*Problem to work on*.
All entries, exactly as written, should be output again.

** Exercise materials follows **

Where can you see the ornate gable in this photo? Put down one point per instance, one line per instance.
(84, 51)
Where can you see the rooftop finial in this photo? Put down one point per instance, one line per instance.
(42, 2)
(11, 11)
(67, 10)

** End of Exercise materials **

*Output for this task*.
Where can you see the ornate gable in this photo? Put down one point per instance, one line per instance.
(84, 51)
Where can you see the rooftop finial in this photo? Put down one point per instance, one line per instance.
(42, 2)
(11, 11)
(67, 10)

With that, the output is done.